== Directions ==
Repeat each record below exactly as given.

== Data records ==
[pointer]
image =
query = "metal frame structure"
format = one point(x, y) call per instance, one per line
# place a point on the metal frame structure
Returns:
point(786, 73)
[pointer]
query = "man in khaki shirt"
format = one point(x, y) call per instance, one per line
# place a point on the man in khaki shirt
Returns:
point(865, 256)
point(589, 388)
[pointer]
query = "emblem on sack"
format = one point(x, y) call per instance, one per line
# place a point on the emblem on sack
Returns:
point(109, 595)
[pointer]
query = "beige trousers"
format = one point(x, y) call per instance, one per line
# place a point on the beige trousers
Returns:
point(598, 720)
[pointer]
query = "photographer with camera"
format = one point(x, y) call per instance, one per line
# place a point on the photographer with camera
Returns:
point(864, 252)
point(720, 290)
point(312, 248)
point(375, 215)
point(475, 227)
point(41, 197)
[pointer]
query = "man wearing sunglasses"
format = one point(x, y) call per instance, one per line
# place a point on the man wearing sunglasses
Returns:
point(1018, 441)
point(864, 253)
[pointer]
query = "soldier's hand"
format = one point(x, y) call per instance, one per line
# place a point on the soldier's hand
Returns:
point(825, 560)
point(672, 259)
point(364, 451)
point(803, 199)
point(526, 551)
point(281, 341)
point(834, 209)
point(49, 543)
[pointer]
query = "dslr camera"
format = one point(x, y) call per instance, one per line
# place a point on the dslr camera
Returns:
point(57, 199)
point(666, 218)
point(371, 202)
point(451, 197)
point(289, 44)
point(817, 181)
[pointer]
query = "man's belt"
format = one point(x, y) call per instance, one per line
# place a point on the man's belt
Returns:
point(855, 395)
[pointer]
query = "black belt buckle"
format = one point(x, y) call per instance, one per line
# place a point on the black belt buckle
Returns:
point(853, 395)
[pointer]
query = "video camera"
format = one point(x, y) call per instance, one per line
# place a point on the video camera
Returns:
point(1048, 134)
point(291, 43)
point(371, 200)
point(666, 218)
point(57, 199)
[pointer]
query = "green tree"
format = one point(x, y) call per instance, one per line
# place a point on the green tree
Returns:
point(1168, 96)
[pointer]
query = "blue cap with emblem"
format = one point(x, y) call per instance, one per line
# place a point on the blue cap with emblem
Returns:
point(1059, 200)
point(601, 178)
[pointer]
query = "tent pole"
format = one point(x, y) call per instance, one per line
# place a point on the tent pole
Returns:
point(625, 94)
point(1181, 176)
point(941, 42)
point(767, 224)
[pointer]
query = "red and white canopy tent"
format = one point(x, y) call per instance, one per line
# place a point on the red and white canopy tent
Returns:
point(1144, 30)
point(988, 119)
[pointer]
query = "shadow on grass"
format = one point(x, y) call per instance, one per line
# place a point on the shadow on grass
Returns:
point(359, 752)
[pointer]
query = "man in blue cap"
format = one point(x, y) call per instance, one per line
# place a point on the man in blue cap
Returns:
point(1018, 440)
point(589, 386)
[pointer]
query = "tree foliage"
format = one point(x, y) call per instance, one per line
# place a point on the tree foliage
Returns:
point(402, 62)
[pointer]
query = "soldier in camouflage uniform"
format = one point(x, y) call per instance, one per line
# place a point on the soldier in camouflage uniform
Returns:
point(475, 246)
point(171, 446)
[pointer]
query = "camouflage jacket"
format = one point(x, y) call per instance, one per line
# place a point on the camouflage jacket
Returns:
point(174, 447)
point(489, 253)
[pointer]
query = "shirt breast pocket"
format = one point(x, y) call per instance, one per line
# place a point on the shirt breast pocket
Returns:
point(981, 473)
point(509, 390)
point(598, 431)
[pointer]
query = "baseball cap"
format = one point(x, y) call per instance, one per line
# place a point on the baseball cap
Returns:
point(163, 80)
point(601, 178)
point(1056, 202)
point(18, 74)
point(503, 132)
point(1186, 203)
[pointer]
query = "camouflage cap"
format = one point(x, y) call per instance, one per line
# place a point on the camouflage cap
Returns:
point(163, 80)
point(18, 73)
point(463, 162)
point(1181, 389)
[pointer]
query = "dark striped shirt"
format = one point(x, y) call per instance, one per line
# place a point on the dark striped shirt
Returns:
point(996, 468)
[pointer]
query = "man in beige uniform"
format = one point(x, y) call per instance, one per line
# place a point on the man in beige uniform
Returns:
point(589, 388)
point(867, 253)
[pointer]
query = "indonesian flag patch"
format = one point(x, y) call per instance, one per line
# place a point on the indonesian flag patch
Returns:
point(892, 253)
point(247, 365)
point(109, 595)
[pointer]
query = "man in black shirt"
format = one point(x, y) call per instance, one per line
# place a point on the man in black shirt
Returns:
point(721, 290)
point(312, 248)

== Written response ==
[pointer]
image =
query = "metal frame structure"
format = one point(x, y) call per instance, one per line
# place a point on the metal frame structure
Returns:
point(786, 73)
[pointer]
query = "man in khaki shirt"
format = one point(x, y) call per instance, one per line
# place a point on the man in khaki shirt
Returns:
point(865, 256)
point(589, 388)
[pointer]
query = "emblem on sack"
format = one point(x, y) call per instance, one per line
# place a point on the emblem on sack
Returns:
point(109, 595)
[pointer]
query = "beige trousers"
format = one point(x, y) call per instance, one per line
# place a point on the beige trousers
Returns:
point(598, 720)
[pointer]
query = "photographer with camera"
format = one point(x, y) call per instance, one per line
# place a point on the photographer with camera
Returns:
point(864, 252)
point(720, 290)
point(312, 248)
point(375, 215)
point(475, 227)
point(41, 197)
[pointer]
query = "man wearing sunglasses"
format = one point(x, y) call per instance, one per line
# place a point on the man wearing sunglasses
Returns:
point(1018, 441)
point(864, 253)
[pointer]
query = "soldier's hand"
format = one point(x, y) call per instance, one per line
# place a point on the soldier's hand
Returns:
point(825, 560)
point(672, 259)
point(364, 451)
point(803, 199)
point(526, 551)
point(281, 341)
point(834, 209)
point(49, 543)
[pointer]
query = "dslr camera"
format = one point(x, y) call per instance, one per line
# place a point on the dslr camera
Returns:
point(57, 199)
point(666, 218)
point(371, 202)
point(451, 197)
point(289, 44)
point(817, 181)
[pointer]
query = "man's belt"
format = one point(x, y) call per instance, one per line
# place a point on the man's belt
Returns:
point(855, 395)
[pointer]
query = "black belt buckle"
format = one point(x, y) call per instance, one per line
# place a point on the black belt buckle
Returns:
point(853, 395)
[pointer]
query = "video camera"
format = one point(x, y) call per instance, one per line
# place a point on the video camera
Returns:
point(1048, 134)
point(291, 43)
point(371, 200)
point(666, 218)
point(57, 199)
[pointer]
query = "green tree"
format = one point(x, y) call per instance, one per line
# place a point on the green tree
Returns:
point(1168, 96)
[pointer]
query = "blue cap with emblem"
format = one point(x, y) call per instance, one per line
# place a point on the blue cap with emblem
Returns:
point(1059, 200)
point(601, 178)
[pointer]
query = "tent pole"
format = one point(x, y) call per instance, one per line
# place a point on the tent pole
Returns:
point(625, 94)
point(1181, 176)
point(941, 42)
point(767, 224)
[pointer]
query = "red and white canopy tent"
format = one point(x, y) call per instance, one per line
# place a point on the red and white canopy tent
Returns:
point(1144, 30)
point(988, 119)
[pointer]
query = "shadow on grass"
format = one point(x, y) call per instance, one per line
# place a point on the shadow on grass
Returns:
point(359, 752)
[pointer]
query = "man in blue cap"
format = one point(x, y) call per instance, one per line
# place a point on the man in blue cap
Returns:
point(1018, 440)
point(589, 386)
[pointer]
query = "tree foliage"
format = one point(x, y) call per instance, one per line
# place a point on the tree foliage
Returns:
point(402, 62)
[pointer]
query = "soldier in camouflage uniform"
format = one point(x, y) call per instance, one per line
# place a point on the soldier in camouflage uniform
Returns:
point(475, 246)
point(171, 446)
[pointer]
query = "camouflage jacket"
format = one point(x, y) call per instance, one per line
# place a point on the camouflage jacket
Returns:
point(174, 447)
point(489, 253)
[pointer]
query = "shirt breast pocket"
format = one point(x, y) call per instance, one per line
# place a point on the shirt breast pocket
Returns:
point(981, 473)
point(509, 390)
point(598, 431)
[pointer]
query = "baseball cap"
format = one point(x, y) call per instance, one per line
# place a point on the baseball cap
Returns:
point(163, 80)
point(601, 178)
point(1056, 202)
point(18, 74)
point(503, 132)
point(1186, 203)
[pointer]
query = "camouflage cap"
format = one point(x, y) call per instance, one per line
# place a point on the camouflage cap
Returns:
point(163, 80)
point(18, 73)
point(463, 162)
point(1181, 389)
[pointer]
query = "dark striped shirt"
format = one point(x, y) call per instance, one per line
# place a point on the dark striped shirt
Returns:
point(996, 468)
[pointer]
query = "man in beige uniform"
format = one point(x, y) call per instance, one per line
# place a point on the man in beige uniform
Returns:
point(589, 388)
point(867, 253)
[pointer]
query = "indonesian flag patch"
format = one point(x, y) call per instance, one per line
# place a point on the indonesian flag patch
Returns:
point(892, 253)
point(247, 365)
point(109, 595)
[pointer]
query = "man in black shirt"
format = one point(x, y) call per instance, one per line
# place a point on the man in black shirt
Returns:
point(721, 290)
point(312, 248)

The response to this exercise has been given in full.